### AIM
Give everything from the line containing "Put a marker on each instance of the white football" down to the last of the lines as a two-column CSV with the headers text and answer, one row for each line that is answered, pairing that line's text with its answer. Put each value in its own quoted field and replace any line breaks with spaces.
....................
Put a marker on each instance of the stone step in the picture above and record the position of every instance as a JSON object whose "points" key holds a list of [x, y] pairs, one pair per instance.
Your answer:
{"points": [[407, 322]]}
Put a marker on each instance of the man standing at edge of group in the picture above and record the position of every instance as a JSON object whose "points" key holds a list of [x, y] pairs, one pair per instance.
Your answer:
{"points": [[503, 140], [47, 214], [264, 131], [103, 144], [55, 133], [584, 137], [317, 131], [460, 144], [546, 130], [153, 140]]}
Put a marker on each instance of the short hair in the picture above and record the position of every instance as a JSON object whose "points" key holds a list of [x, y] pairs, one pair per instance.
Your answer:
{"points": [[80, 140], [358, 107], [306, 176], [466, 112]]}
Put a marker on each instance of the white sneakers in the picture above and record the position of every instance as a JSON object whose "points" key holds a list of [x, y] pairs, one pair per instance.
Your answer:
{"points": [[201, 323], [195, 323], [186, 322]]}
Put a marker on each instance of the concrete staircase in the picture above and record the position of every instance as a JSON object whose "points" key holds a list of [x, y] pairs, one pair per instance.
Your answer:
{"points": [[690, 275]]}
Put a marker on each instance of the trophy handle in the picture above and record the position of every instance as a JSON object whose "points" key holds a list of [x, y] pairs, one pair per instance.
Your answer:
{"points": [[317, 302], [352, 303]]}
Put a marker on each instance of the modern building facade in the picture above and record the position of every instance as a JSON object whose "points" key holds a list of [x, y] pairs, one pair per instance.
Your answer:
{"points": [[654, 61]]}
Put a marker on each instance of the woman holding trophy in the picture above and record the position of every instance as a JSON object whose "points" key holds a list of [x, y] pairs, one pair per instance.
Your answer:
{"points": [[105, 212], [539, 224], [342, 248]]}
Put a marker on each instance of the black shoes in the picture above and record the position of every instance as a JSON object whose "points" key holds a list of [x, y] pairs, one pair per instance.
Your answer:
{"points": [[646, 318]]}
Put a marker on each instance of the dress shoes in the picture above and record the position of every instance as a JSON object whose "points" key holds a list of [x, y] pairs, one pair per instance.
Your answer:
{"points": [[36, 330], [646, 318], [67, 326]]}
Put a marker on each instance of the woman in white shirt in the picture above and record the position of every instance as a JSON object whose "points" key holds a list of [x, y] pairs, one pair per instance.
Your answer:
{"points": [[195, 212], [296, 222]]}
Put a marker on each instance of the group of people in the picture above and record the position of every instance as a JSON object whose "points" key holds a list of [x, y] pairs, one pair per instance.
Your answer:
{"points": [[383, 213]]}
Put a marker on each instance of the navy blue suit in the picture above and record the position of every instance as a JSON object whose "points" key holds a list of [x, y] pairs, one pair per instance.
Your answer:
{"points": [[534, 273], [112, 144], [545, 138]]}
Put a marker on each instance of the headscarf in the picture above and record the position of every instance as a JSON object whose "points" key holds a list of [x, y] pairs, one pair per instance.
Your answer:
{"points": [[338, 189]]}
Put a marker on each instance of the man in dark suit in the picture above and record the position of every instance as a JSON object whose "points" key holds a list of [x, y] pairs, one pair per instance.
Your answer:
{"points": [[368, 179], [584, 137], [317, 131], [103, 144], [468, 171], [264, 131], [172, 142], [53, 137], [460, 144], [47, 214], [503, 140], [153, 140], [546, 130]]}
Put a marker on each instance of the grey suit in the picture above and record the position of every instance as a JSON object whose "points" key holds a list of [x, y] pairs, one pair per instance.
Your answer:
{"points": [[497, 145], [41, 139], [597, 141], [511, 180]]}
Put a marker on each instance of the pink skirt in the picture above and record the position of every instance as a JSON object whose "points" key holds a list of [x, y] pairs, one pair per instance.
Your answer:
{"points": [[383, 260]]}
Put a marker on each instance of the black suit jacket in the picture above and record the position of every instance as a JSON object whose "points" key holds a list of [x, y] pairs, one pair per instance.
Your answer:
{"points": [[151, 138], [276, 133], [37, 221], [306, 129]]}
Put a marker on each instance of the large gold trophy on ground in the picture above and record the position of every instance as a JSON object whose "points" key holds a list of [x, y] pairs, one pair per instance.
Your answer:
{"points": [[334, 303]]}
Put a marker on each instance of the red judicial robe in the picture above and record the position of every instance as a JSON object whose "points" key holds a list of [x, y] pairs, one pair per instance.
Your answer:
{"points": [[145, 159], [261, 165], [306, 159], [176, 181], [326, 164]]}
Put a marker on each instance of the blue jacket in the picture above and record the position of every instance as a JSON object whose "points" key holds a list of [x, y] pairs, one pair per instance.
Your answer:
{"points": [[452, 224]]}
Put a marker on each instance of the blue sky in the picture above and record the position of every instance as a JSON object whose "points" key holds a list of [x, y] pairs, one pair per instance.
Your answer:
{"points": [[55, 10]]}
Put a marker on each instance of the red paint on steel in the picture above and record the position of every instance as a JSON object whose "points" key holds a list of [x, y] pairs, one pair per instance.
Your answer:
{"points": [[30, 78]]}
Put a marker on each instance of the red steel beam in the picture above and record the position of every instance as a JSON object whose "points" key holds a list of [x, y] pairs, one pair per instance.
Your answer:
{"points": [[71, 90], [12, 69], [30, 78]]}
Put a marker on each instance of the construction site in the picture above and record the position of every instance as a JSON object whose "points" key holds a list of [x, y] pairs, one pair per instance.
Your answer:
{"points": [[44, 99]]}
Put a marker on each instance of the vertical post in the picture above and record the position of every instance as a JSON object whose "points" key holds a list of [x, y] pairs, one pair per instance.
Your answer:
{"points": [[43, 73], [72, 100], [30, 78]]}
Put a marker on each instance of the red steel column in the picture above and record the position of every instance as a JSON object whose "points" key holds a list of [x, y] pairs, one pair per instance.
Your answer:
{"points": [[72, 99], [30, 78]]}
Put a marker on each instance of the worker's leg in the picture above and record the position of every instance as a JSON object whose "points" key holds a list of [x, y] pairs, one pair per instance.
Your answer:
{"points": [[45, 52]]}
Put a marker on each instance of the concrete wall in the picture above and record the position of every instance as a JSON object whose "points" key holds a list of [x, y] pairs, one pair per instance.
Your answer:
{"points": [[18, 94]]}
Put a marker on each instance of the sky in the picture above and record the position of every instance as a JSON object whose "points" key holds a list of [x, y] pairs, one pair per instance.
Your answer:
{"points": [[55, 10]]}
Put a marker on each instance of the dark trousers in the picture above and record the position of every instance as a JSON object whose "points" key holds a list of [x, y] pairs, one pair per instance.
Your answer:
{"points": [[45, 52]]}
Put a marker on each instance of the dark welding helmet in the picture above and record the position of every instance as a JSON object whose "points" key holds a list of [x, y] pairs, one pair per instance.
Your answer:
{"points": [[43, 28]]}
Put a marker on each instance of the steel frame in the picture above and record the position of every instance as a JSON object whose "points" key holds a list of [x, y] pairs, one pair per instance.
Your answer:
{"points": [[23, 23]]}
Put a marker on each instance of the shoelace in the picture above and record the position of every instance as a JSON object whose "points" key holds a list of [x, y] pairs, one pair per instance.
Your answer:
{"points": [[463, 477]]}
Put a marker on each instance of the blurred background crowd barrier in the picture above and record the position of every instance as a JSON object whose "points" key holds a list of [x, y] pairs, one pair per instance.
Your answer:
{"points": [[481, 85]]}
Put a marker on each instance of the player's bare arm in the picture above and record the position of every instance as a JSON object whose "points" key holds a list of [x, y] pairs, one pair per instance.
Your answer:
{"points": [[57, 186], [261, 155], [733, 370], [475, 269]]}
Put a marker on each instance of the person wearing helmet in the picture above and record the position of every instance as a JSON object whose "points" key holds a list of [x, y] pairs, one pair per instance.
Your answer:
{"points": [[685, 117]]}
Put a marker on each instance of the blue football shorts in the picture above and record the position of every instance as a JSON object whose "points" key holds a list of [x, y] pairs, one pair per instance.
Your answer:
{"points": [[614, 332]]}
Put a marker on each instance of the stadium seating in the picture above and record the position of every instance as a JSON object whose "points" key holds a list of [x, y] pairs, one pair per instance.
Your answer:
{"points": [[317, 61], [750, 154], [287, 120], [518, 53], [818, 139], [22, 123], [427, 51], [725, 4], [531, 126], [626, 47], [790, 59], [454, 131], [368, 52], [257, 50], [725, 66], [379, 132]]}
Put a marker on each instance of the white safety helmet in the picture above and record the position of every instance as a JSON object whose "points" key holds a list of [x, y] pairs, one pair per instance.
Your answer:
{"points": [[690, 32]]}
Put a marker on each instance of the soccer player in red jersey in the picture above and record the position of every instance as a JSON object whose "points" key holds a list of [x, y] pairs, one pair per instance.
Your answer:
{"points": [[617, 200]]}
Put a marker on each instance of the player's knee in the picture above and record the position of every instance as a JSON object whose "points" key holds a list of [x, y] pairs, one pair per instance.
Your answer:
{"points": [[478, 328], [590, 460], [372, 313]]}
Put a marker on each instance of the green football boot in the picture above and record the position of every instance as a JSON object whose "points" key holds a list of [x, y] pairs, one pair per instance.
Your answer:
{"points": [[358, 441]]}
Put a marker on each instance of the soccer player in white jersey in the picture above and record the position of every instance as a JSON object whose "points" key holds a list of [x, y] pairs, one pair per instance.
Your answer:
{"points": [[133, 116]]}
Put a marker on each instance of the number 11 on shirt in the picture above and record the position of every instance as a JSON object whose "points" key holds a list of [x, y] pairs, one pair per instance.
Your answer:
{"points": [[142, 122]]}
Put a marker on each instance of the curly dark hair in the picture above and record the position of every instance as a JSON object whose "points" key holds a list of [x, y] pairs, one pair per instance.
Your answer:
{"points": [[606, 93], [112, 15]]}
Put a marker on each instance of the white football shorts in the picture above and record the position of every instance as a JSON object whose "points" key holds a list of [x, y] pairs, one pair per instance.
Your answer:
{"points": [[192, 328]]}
....................
### EXPECTED ANSWER
text,answer
"Put a marker on each instance of the white football shorts in the picture above and record the position of every instance as a JSON object whose ""points"" key holds a list of [x, y] pairs, one pair per instance. Your answer:","{""points"": [[192, 328]]}"